* Materials provided *
───
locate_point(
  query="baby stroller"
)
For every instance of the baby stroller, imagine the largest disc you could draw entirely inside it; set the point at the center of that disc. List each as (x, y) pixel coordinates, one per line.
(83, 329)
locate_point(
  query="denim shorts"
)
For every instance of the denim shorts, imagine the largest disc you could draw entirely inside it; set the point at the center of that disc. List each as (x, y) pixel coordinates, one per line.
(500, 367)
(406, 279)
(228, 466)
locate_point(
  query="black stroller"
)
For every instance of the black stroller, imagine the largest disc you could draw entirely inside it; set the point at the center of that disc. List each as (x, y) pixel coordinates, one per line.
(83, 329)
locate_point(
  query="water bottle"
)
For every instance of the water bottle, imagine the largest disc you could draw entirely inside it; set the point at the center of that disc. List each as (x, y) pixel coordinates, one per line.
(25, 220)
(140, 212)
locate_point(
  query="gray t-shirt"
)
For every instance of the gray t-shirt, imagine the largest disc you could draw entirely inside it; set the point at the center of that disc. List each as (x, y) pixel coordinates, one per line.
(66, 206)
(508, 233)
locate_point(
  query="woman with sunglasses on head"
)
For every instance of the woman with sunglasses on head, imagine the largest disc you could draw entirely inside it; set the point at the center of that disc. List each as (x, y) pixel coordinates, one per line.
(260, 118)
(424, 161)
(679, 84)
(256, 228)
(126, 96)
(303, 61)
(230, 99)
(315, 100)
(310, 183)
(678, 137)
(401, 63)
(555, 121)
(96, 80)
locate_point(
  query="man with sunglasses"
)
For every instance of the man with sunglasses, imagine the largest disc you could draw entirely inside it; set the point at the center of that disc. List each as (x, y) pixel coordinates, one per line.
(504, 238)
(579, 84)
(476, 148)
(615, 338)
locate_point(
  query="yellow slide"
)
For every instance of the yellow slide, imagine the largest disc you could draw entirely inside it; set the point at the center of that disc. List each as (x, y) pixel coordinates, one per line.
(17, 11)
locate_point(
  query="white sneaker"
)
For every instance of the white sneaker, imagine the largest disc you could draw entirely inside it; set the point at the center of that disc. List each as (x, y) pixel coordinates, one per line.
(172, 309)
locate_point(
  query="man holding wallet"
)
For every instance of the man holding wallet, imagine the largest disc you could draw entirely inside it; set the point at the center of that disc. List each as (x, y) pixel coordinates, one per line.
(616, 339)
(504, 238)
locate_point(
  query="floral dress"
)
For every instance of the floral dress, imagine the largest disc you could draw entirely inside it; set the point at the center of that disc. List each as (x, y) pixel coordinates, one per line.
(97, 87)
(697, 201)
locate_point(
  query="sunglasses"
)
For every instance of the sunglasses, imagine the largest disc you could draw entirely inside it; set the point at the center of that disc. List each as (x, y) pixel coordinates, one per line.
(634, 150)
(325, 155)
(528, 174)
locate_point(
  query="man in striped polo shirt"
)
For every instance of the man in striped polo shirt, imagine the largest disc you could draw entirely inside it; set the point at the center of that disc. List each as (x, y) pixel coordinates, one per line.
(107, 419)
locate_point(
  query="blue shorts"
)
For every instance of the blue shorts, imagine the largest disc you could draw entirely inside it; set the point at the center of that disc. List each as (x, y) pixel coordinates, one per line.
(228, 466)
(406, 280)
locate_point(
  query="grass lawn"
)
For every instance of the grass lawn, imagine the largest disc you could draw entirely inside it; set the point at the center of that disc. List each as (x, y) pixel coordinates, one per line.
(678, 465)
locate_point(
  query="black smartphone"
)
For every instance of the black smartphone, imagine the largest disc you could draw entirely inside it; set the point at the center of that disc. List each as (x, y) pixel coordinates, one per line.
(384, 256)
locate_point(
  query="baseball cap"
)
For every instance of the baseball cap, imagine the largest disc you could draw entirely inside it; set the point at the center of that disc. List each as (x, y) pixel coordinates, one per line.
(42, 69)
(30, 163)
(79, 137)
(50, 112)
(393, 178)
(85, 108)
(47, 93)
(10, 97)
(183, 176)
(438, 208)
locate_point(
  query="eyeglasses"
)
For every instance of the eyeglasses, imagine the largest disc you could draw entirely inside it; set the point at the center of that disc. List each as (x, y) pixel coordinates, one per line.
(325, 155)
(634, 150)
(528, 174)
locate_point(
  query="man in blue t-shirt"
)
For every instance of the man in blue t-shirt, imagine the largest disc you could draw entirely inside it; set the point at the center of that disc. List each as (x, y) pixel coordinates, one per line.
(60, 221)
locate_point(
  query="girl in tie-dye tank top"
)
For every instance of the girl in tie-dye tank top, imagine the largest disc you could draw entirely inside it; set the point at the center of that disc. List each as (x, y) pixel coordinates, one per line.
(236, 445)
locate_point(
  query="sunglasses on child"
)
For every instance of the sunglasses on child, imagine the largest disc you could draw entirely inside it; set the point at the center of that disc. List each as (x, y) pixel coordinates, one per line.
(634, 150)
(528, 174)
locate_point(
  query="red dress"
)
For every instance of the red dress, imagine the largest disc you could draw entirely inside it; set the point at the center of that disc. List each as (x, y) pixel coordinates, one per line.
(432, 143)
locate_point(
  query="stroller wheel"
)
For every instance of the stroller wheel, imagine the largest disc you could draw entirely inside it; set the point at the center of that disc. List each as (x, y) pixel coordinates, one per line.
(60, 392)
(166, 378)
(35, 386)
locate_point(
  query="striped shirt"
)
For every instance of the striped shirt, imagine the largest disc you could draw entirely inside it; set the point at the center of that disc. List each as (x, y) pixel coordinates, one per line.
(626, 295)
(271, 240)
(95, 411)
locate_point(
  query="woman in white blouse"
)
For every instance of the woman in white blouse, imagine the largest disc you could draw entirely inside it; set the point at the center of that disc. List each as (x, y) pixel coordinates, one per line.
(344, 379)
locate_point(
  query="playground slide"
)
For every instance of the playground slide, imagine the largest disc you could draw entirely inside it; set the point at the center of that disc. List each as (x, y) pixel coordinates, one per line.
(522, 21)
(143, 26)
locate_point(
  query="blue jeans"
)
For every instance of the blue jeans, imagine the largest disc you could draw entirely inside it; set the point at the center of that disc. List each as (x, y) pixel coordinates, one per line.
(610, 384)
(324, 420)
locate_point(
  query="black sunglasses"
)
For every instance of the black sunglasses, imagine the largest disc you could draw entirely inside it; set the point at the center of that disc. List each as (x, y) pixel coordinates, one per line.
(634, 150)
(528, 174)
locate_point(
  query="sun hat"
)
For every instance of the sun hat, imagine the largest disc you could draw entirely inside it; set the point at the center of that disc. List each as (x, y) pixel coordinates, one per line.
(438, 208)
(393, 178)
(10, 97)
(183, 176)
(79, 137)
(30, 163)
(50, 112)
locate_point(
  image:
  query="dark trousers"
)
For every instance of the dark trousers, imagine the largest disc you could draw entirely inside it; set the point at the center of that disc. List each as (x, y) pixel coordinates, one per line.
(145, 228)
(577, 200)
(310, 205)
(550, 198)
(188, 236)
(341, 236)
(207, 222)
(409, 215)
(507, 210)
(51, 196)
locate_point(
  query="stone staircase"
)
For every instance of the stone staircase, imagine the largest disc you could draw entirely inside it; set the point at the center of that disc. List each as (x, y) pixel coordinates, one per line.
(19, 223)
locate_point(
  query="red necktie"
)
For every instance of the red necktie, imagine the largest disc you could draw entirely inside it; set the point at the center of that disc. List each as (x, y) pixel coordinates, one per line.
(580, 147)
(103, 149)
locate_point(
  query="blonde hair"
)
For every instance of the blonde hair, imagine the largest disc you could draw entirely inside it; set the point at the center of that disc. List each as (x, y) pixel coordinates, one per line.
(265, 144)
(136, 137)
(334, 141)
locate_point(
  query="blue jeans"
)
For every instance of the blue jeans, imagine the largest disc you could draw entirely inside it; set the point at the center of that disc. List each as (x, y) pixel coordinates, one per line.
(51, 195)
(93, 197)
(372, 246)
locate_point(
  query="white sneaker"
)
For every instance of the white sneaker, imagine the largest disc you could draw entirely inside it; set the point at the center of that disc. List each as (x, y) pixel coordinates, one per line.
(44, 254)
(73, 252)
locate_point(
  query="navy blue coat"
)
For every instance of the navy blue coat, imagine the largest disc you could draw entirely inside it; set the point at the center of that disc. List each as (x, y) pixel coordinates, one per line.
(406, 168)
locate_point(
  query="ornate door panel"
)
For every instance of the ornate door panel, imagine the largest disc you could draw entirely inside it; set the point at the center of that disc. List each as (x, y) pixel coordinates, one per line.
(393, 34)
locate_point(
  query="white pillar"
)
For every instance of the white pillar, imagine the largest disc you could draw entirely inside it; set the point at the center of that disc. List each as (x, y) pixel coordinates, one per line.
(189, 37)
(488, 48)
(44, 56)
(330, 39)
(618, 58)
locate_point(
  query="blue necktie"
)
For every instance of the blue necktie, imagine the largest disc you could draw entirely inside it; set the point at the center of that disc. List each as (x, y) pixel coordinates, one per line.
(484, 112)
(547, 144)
───
* The problem *
Count the lines in the records above that contain the string "striped", and give only that number.

* Task output *
4